_INSTRUCTIONS FOR THE TASK_
In the entries, find all lines that hold the word "background" and copy them.

▬▬▬▬▬▬▬▬▬▬

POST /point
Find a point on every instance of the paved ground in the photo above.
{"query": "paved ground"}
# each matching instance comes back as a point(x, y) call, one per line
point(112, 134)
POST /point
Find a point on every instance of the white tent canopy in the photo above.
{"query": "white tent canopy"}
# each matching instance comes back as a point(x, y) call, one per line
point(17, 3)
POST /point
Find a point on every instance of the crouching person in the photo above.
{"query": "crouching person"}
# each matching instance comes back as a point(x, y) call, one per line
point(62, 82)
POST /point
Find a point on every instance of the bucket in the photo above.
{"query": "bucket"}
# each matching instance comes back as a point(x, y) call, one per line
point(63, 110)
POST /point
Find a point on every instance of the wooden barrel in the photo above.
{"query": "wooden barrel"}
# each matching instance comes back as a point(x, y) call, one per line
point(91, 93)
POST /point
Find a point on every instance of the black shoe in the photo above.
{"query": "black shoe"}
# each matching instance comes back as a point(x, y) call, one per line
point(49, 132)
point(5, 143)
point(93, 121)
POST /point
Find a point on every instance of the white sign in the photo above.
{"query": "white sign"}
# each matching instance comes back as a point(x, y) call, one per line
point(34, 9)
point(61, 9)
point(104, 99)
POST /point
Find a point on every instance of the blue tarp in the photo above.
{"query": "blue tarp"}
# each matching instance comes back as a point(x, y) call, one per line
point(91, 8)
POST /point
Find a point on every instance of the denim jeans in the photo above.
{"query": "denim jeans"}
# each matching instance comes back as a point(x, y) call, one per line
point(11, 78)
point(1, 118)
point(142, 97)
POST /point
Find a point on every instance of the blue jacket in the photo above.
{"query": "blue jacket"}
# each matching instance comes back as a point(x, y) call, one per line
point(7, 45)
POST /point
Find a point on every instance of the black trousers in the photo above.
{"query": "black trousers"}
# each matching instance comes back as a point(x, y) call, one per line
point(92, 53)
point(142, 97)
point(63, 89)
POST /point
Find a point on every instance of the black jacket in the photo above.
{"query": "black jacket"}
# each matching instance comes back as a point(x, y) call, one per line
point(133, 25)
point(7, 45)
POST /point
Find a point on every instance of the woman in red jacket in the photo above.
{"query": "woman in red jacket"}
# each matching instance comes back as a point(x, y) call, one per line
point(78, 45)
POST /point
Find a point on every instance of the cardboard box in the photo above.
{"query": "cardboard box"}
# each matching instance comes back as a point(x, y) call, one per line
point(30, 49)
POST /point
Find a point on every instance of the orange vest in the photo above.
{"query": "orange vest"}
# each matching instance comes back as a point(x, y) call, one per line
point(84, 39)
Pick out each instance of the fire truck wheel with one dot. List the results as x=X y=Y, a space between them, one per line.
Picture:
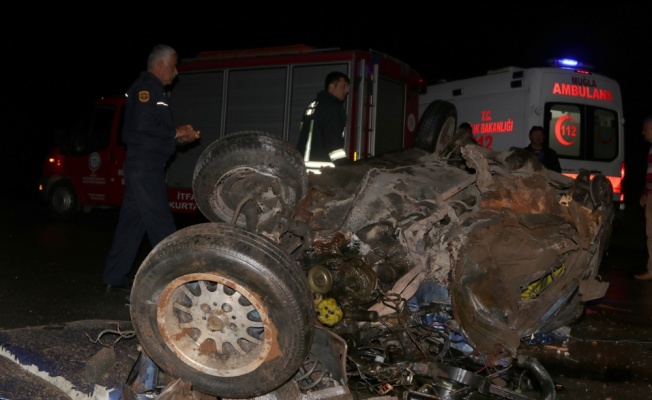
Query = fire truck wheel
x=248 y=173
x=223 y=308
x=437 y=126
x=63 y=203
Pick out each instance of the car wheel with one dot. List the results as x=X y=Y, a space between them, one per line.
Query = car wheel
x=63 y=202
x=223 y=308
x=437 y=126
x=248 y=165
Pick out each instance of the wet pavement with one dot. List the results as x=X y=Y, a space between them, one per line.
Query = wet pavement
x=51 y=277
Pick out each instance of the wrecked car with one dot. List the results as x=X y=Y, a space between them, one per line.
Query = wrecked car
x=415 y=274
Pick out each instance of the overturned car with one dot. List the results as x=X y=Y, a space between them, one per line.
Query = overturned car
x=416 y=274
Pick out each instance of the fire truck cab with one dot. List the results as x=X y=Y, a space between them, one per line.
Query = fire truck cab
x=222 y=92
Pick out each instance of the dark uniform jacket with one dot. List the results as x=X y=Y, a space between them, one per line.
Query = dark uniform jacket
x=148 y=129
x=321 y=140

▬▬▬▬▬▬▬▬▬▬

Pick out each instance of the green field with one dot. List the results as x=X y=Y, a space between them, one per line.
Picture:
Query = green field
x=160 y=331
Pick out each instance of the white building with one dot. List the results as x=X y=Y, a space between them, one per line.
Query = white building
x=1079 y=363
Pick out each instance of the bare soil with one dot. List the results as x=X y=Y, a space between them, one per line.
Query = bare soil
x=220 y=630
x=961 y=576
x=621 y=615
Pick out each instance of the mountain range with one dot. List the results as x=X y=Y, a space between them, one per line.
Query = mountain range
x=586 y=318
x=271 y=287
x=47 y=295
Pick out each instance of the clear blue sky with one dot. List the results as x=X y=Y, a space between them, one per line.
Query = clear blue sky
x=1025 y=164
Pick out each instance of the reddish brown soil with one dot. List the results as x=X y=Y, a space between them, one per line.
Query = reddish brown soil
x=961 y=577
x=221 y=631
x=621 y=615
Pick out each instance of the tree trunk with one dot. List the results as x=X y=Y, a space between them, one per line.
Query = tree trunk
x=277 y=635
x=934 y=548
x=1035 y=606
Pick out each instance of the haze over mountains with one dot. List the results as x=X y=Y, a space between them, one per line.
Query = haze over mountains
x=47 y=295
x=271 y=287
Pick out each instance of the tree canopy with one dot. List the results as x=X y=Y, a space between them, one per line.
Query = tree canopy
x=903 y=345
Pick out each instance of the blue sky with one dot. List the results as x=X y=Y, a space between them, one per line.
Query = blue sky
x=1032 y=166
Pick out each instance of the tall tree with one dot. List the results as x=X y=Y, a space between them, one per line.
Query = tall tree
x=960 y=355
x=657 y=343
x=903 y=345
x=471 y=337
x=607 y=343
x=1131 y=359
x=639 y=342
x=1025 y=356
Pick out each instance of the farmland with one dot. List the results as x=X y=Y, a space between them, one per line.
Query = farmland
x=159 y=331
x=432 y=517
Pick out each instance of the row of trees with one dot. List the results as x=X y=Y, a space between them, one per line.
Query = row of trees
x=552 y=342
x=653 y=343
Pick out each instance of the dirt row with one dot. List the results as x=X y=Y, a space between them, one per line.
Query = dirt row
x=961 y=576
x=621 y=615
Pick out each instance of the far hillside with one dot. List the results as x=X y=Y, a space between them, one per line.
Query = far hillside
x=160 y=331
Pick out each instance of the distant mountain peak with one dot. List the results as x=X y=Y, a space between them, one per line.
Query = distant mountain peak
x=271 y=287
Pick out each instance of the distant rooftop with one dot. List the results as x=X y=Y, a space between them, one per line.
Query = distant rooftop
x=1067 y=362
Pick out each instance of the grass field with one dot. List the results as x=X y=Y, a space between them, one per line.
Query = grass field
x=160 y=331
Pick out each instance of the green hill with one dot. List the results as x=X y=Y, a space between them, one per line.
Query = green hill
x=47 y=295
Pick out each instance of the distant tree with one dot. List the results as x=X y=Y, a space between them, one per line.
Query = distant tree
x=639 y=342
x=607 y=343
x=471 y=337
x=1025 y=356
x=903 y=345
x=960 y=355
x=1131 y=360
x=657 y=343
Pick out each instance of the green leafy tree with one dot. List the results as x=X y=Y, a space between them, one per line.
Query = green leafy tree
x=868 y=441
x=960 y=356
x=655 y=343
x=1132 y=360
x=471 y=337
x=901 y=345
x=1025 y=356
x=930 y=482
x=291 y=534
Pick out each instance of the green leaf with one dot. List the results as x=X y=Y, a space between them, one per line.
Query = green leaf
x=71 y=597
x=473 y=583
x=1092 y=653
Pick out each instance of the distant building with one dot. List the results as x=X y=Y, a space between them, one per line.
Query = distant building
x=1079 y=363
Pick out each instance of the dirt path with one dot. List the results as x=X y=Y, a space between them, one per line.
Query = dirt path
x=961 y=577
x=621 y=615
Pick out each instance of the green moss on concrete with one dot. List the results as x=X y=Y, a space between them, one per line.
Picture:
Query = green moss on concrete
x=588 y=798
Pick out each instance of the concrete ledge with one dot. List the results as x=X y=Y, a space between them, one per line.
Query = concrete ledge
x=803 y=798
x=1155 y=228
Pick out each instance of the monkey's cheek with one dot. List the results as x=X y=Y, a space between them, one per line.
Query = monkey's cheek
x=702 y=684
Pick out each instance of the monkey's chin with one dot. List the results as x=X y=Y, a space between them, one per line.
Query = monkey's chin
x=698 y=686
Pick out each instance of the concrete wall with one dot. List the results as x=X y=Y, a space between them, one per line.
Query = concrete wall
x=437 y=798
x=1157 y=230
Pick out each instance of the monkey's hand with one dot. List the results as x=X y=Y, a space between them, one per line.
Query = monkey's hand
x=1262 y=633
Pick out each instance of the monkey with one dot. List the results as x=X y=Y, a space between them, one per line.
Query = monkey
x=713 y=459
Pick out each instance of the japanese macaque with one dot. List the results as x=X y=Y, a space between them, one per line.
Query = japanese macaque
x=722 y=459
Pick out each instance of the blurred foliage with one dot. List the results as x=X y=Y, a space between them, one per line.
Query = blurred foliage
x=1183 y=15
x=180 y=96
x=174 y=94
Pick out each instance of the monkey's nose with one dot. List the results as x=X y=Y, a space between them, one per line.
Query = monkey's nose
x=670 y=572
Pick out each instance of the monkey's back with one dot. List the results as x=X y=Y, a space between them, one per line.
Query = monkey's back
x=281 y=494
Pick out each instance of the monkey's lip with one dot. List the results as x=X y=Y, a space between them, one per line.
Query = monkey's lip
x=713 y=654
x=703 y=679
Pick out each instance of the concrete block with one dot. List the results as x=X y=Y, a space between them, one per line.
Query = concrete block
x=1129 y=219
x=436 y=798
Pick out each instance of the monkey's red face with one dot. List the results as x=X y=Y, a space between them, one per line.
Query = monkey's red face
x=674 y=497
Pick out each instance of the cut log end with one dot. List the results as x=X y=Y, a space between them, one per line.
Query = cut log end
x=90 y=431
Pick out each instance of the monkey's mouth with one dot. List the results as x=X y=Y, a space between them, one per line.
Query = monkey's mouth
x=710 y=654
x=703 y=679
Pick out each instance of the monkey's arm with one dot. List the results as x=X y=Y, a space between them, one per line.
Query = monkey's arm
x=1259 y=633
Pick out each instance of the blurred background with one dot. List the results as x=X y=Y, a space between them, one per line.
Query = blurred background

▬▬▬▬▬▬▬▬▬▬

_TASK RESPONSE_
Pick out each instance of the blurred background with one dot. List the results as x=X y=Y, a space between them, one per line.
Query = blurred background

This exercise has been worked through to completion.